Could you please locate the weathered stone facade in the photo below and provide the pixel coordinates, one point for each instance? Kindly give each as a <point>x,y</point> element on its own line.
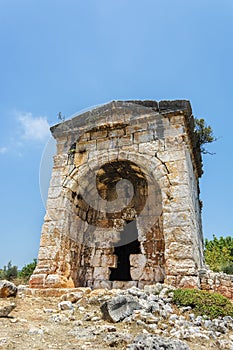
<point>123,204</point>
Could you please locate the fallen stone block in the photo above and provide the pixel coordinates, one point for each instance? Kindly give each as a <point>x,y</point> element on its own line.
<point>118,308</point>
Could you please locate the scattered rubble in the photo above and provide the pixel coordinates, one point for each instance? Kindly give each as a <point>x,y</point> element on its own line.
<point>131,319</point>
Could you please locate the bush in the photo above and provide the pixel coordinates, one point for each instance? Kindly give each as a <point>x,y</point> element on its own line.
<point>9,272</point>
<point>204,303</point>
<point>228,269</point>
<point>219,253</point>
<point>27,271</point>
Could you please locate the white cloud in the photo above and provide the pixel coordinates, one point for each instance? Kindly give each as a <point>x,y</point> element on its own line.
<point>34,128</point>
<point>3,150</point>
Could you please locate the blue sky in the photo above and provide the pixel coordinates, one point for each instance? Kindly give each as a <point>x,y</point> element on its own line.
<point>66,55</point>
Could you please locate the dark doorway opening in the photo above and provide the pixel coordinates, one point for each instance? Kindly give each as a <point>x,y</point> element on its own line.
<point>123,251</point>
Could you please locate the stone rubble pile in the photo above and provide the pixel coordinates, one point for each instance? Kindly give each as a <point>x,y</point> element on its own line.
<point>164,325</point>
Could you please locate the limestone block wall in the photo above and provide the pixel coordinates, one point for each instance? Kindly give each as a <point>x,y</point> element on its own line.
<point>123,204</point>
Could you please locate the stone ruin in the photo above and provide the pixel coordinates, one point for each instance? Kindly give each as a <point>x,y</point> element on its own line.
<point>123,205</point>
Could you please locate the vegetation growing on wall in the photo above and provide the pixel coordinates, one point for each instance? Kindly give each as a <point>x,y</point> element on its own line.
<point>219,254</point>
<point>204,134</point>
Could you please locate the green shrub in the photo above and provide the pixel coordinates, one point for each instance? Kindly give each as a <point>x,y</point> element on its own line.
<point>9,272</point>
<point>228,269</point>
<point>204,303</point>
<point>27,271</point>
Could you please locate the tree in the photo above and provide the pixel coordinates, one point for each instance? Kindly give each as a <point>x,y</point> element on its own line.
<point>204,134</point>
<point>219,253</point>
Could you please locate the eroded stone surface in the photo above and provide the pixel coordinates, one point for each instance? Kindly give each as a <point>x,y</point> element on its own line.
<point>123,205</point>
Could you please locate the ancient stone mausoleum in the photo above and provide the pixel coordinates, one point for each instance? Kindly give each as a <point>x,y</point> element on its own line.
<point>123,204</point>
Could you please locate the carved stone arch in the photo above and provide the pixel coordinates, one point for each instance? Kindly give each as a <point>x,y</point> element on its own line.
<point>152,146</point>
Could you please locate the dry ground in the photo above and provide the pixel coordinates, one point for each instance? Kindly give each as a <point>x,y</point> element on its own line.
<point>31,317</point>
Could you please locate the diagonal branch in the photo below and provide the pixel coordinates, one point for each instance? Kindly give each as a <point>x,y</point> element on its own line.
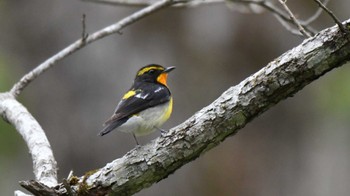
<point>44,164</point>
<point>280,79</point>
<point>29,77</point>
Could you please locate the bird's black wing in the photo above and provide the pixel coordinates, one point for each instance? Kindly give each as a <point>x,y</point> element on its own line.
<point>149,96</point>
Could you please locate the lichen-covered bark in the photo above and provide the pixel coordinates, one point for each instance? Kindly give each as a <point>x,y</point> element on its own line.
<point>44,164</point>
<point>281,78</point>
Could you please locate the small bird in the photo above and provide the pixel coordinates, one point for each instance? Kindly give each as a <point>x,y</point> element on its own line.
<point>146,106</point>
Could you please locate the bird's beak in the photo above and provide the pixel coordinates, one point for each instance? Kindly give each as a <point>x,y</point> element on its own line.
<point>169,69</point>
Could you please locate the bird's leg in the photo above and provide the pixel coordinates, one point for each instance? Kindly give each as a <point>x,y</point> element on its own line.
<point>162,131</point>
<point>137,143</point>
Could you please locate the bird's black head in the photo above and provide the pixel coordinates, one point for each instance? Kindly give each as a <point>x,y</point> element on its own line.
<point>153,73</point>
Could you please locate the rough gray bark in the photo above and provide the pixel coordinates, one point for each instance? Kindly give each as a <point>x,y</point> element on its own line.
<point>44,164</point>
<point>281,78</point>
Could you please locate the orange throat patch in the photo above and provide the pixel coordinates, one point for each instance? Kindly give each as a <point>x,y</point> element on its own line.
<point>162,78</point>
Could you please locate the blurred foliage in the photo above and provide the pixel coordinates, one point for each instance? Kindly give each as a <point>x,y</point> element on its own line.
<point>8,140</point>
<point>333,94</point>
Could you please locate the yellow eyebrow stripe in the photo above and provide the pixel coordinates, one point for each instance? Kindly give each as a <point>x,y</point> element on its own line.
<point>129,94</point>
<point>146,69</point>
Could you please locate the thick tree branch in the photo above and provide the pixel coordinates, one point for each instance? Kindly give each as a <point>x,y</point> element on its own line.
<point>29,77</point>
<point>44,164</point>
<point>281,78</point>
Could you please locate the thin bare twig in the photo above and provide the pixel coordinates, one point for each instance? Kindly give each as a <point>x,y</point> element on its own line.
<point>84,35</point>
<point>334,17</point>
<point>279,14</point>
<point>295,20</point>
<point>138,3</point>
<point>29,77</point>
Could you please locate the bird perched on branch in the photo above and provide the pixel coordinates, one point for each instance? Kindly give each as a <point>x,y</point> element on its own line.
<point>146,106</point>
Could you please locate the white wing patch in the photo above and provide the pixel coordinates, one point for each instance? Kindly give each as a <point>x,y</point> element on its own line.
<point>142,96</point>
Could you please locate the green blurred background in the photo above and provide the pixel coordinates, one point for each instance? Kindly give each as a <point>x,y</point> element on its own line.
<point>299,147</point>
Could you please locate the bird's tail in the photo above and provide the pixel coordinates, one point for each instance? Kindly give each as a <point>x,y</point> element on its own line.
<point>111,126</point>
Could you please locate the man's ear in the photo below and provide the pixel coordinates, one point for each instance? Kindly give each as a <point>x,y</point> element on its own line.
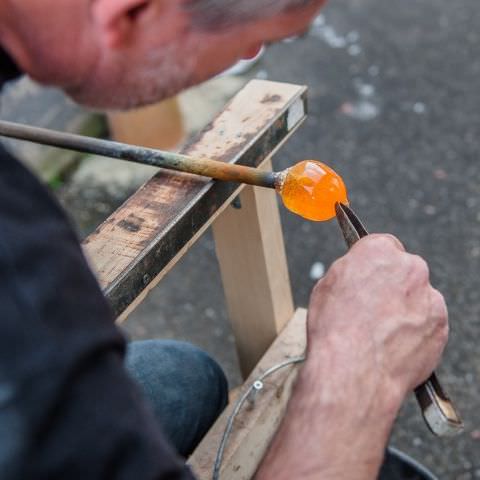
<point>117,18</point>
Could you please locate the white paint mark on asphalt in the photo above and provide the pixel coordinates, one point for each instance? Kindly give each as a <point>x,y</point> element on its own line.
<point>317,271</point>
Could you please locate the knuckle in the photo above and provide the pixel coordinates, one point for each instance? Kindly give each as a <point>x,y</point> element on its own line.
<point>420,270</point>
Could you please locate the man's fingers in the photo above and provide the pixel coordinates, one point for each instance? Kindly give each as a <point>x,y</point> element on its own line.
<point>380,242</point>
<point>439,313</point>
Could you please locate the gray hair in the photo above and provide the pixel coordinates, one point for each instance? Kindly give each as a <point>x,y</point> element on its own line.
<point>219,14</point>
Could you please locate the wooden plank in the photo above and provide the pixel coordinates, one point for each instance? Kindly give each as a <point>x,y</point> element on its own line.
<point>138,243</point>
<point>255,426</point>
<point>253,264</point>
<point>155,126</point>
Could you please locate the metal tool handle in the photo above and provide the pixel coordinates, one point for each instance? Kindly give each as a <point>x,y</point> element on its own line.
<point>437,409</point>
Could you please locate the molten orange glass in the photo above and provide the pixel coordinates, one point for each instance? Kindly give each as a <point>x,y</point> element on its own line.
<point>311,189</point>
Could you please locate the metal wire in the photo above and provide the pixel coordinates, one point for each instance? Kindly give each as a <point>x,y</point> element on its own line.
<point>256,386</point>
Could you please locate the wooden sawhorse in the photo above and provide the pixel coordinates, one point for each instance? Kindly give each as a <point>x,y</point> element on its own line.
<point>140,242</point>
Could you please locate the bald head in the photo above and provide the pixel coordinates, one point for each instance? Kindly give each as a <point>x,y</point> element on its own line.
<point>126,53</point>
<point>224,13</point>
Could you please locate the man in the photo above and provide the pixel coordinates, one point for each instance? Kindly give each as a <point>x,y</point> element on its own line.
<point>376,327</point>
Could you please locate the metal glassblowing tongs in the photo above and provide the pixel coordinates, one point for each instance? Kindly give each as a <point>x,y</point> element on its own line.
<point>438,411</point>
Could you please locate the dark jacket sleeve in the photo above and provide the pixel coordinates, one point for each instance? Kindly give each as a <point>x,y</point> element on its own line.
<point>68,409</point>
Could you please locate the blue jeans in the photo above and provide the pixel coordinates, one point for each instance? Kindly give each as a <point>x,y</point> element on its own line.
<point>186,388</point>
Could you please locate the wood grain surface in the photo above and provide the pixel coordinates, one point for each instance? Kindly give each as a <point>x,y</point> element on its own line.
<point>141,241</point>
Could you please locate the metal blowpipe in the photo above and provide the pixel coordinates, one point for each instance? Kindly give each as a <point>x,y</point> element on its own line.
<point>146,156</point>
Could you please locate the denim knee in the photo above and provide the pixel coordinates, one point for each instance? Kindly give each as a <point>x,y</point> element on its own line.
<point>186,388</point>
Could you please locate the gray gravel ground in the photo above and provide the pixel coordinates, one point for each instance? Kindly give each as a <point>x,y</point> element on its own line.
<point>393,107</point>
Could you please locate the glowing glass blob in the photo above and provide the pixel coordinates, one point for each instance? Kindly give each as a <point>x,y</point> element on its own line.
<point>311,189</point>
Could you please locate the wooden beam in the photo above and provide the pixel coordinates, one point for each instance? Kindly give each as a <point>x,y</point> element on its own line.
<point>253,264</point>
<point>255,425</point>
<point>141,241</point>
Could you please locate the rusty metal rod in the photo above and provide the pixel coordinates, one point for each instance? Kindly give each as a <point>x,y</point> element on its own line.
<point>146,156</point>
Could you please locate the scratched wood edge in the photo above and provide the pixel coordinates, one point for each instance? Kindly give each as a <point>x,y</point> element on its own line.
<point>258,271</point>
<point>148,267</point>
<point>254,427</point>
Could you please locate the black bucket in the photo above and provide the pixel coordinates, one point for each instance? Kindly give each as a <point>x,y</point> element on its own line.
<point>399,466</point>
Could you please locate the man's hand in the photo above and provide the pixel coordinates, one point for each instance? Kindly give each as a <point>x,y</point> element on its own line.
<point>376,329</point>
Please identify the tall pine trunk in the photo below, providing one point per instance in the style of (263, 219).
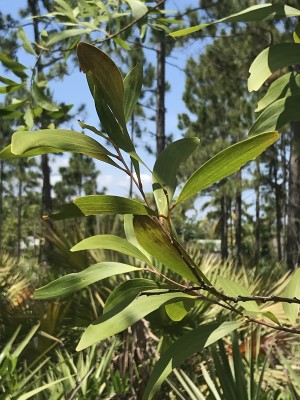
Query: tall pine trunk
(46, 206)
(293, 228)
(278, 202)
(19, 207)
(238, 216)
(257, 215)
(160, 91)
(1, 200)
(224, 228)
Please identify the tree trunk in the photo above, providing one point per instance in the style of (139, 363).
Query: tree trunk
(293, 229)
(19, 209)
(278, 203)
(1, 200)
(224, 228)
(238, 220)
(285, 191)
(257, 215)
(46, 206)
(160, 91)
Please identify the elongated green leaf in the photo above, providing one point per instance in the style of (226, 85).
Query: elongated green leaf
(277, 115)
(132, 90)
(34, 392)
(21, 346)
(286, 85)
(183, 348)
(109, 122)
(101, 204)
(71, 283)
(226, 163)
(58, 37)
(11, 86)
(138, 7)
(271, 60)
(155, 241)
(41, 100)
(114, 321)
(6, 153)
(292, 290)
(61, 140)
(109, 87)
(25, 41)
(164, 179)
(235, 289)
(130, 234)
(110, 242)
(126, 292)
(260, 12)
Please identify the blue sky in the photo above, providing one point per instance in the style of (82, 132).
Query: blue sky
(73, 89)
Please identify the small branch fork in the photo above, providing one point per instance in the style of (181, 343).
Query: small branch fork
(224, 301)
(212, 290)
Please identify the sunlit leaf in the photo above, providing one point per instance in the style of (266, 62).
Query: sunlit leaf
(138, 7)
(287, 85)
(41, 388)
(110, 242)
(226, 163)
(61, 140)
(296, 34)
(14, 66)
(189, 344)
(108, 90)
(116, 321)
(259, 12)
(25, 41)
(292, 290)
(234, 289)
(11, 86)
(177, 311)
(271, 60)
(277, 115)
(164, 179)
(126, 292)
(6, 153)
(161, 246)
(9, 109)
(71, 283)
(65, 34)
(130, 234)
(101, 204)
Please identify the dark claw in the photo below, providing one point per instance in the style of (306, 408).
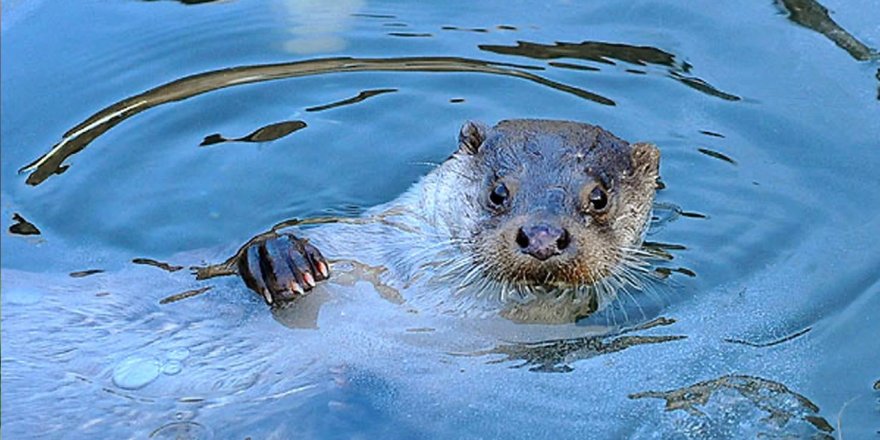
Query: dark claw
(282, 267)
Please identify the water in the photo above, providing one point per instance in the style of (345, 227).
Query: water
(769, 133)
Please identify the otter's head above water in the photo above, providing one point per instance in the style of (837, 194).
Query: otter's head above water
(544, 206)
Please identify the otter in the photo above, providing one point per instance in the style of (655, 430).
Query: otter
(538, 220)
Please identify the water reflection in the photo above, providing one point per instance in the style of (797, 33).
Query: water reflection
(812, 15)
(606, 53)
(22, 226)
(735, 406)
(268, 133)
(79, 137)
(353, 100)
(556, 356)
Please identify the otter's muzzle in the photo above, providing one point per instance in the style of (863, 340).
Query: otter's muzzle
(542, 240)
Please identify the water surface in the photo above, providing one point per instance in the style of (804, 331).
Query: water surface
(142, 138)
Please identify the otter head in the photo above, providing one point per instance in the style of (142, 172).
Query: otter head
(561, 204)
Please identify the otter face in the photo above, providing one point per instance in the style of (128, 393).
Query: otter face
(563, 204)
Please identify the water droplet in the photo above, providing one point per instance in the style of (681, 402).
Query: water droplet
(172, 367)
(178, 354)
(136, 372)
(182, 431)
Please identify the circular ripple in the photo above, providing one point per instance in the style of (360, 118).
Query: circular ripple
(136, 372)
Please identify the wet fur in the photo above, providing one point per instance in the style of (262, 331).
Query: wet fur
(444, 227)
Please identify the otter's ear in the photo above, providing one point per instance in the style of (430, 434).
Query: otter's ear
(646, 159)
(471, 136)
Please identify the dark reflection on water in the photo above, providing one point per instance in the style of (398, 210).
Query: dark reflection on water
(268, 133)
(353, 100)
(812, 15)
(160, 264)
(556, 356)
(605, 53)
(410, 34)
(780, 412)
(22, 226)
(716, 155)
(85, 273)
(782, 340)
(87, 131)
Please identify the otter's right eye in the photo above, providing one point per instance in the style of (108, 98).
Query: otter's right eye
(499, 194)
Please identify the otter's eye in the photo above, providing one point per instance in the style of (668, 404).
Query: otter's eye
(598, 199)
(499, 194)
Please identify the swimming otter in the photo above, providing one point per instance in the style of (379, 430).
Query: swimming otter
(542, 218)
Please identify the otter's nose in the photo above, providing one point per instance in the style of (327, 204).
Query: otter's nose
(542, 240)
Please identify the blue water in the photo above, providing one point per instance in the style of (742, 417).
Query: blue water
(770, 137)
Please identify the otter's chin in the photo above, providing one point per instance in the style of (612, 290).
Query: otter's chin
(554, 274)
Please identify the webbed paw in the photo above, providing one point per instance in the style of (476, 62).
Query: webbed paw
(282, 267)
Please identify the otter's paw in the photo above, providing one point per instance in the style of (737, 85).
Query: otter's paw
(282, 267)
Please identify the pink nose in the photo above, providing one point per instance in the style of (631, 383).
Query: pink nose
(542, 240)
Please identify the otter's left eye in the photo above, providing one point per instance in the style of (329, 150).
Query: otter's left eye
(499, 194)
(598, 199)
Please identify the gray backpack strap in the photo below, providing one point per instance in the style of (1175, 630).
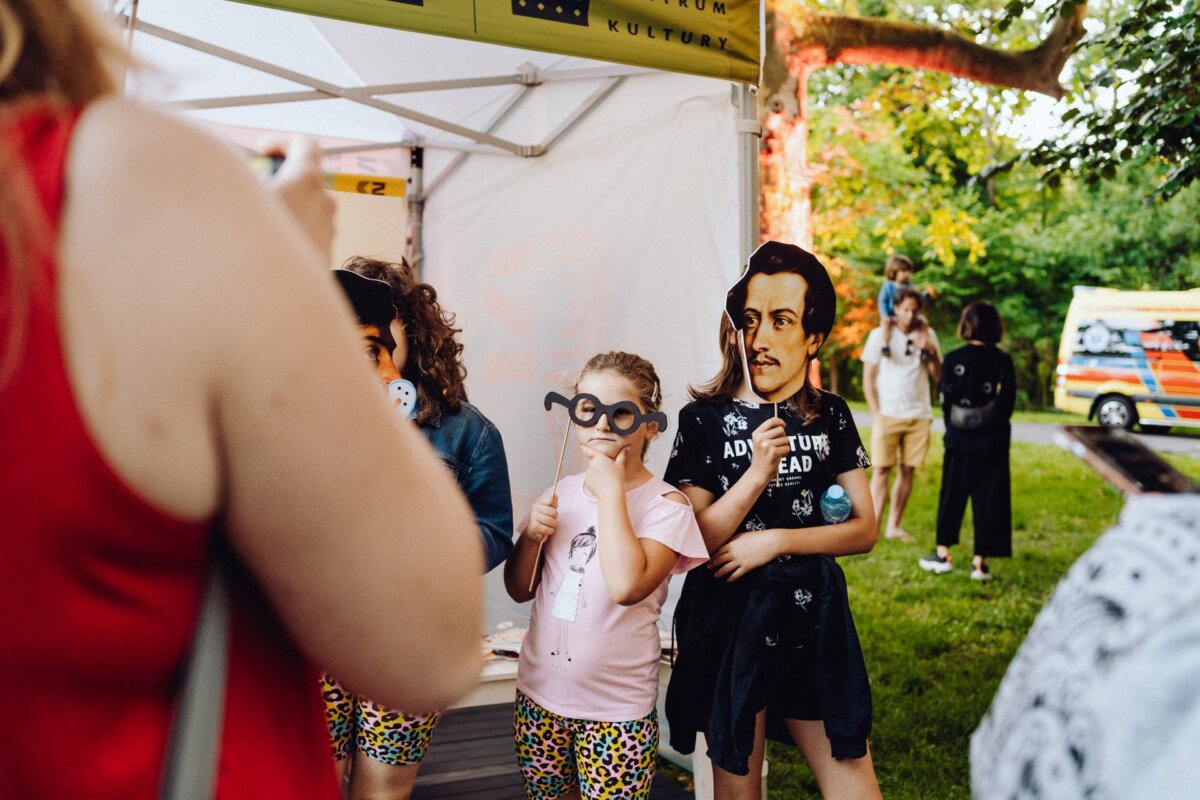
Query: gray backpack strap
(191, 765)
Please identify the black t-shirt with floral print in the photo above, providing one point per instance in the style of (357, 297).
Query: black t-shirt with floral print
(713, 449)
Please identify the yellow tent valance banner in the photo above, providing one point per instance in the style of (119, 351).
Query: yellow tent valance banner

+++

**Set problem**
Write out the stretch of the listing from the line containing "Could you please locate the black" through the line containing "<point>399,466</point>", request included, adding 57 to each coordinate value in the answers.

**Response to this exercise**
Could you please locate the black bucket in the photo above and provide the pixel coordinates, one point for each instance? Kindly give each as a <point>x,y</point> element on its own line.
<point>456,523</point>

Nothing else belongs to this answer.